> **About this task**
Please return the listing exactly as written, but without its pictures.

> **Materials provided**
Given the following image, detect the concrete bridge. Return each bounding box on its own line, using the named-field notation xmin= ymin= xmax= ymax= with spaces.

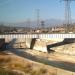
xmin=0 ymin=34 xmax=75 ymax=54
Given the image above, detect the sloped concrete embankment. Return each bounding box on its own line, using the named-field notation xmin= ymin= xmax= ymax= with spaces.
xmin=51 ymin=43 xmax=75 ymax=55
xmin=50 ymin=38 xmax=75 ymax=55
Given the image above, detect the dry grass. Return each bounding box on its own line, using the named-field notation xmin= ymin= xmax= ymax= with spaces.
xmin=0 ymin=52 xmax=56 ymax=75
xmin=0 ymin=67 xmax=19 ymax=75
xmin=0 ymin=57 xmax=11 ymax=63
xmin=30 ymin=68 xmax=47 ymax=75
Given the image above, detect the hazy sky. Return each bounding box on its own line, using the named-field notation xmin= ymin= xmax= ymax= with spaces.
xmin=0 ymin=0 xmax=75 ymax=23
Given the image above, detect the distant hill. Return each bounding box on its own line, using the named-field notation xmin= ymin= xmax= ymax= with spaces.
xmin=0 ymin=19 xmax=65 ymax=28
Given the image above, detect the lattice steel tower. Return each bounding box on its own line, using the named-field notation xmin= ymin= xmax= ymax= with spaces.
xmin=63 ymin=0 xmax=75 ymax=32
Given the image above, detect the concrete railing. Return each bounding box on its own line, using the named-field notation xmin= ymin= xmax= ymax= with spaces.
xmin=0 ymin=34 xmax=75 ymax=38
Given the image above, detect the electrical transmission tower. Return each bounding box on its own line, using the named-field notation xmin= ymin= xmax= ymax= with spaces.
xmin=41 ymin=20 xmax=45 ymax=29
xmin=62 ymin=0 xmax=75 ymax=33
xmin=26 ymin=19 xmax=31 ymax=31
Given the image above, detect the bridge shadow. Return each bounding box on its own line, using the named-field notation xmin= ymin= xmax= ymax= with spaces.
xmin=47 ymin=38 xmax=75 ymax=53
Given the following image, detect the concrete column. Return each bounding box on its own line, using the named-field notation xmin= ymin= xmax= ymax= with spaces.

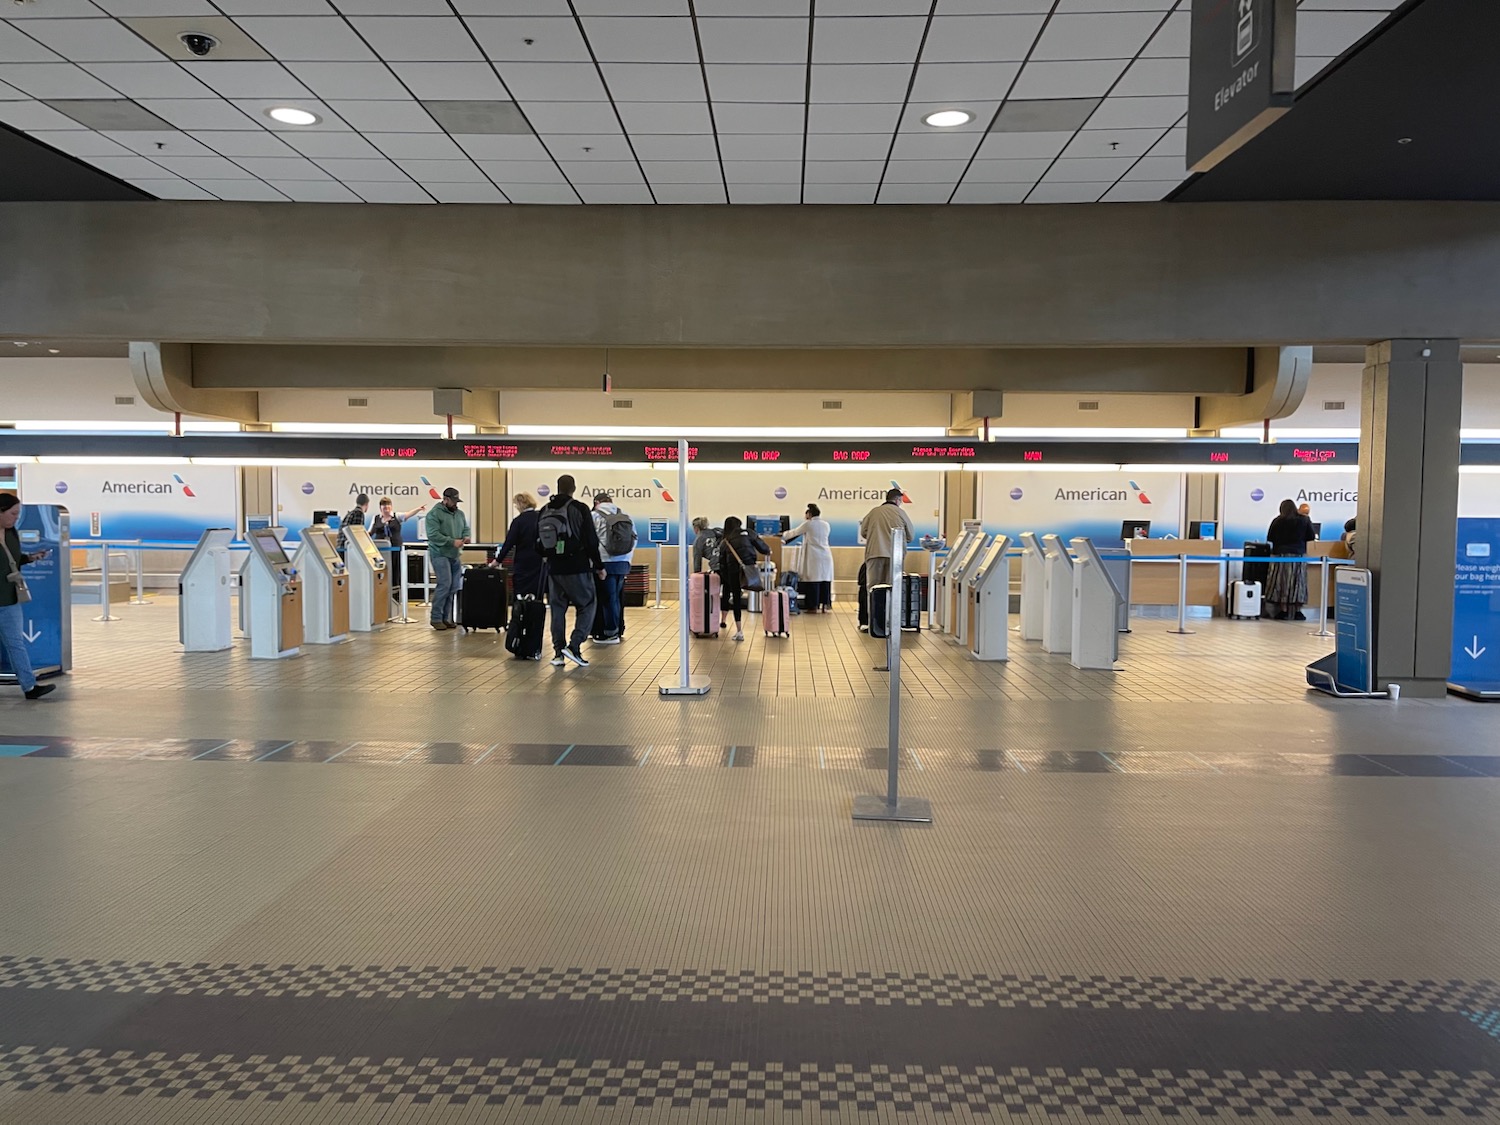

> **Solution to the problem**
Given the following image, detect the concrete bridge. Return each bounding box on its own line, using the named-field notation xmin= ymin= xmax= ymax= with spaces.

xmin=0 ymin=34 xmax=75 ymax=54
Given the image above, detect the sloped concrete embankment. Return each bounding box on its own line, using the named-field notation xmin= ymin= xmax= ymax= with spaces.
xmin=51 ymin=43 xmax=75 ymax=55
xmin=50 ymin=38 xmax=75 ymax=55
Given the image above, detect the dry grass. Return each bounding box on its own line, using the named-field notation xmin= ymin= xmax= ymax= with spaces.
xmin=0 ymin=52 xmax=56 ymax=75
xmin=0 ymin=67 xmax=19 ymax=75
xmin=0 ymin=57 xmax=11 ymax=63
xmin=30 ymin=68 xmax=47 ymax=75
Given the image above, detect the hazy sky. Return each bounding box on its own line, using the named-field notation xmin= ymin= xmax= ymax= with spaces.
xmin=0 ymin=0 xmax=75 ymax=23
Given the image above, detect the distant hill. Return each bounding box on its own line, using the named-field notation xmin= ymin= xmax= ymax= with spaces.
xmin=0 ymin=19 xmax=65 ymax=28
Given the image above, detect the lattice steel tower. Return each bounding box on its own line, using the named-field notation xmin= ymin= xmax= ymax= with spaces.
xmin=63 ymin=0 xmax=75 ymax=32
Given the image above, detect the concrete railing. Return each bounding box on its own line, using the named-field notation xmin= ymin= xmax= ymax= with spaces.
xmin=0 ymin=34 xmax=75 ymax=38
Given the image above, detect the electrical transmission tower. Return each bounding box on its own line, using the named-field notation xmin= ymin= xmax= ymax= with spaces.
xmin=41 ymin=20 xmax=45 ymax=29
xmin=62 ymin=0 xmax=75 ymax=33
xmin=26 ymin=19 xmax=31 ymax=31
Given the image above, detect the bridge shadow. Return each bounding box on its own line, using the named-field notation xmin= ymin= xmax= ymax= with spaces.
xmin=47 ymin=38 xmax=75 ymax=53
Given the following image, detect the concrete column. Return each bounding box on its own line, using the named-field notation xmin= ymin= xmax= ymax= with spaces.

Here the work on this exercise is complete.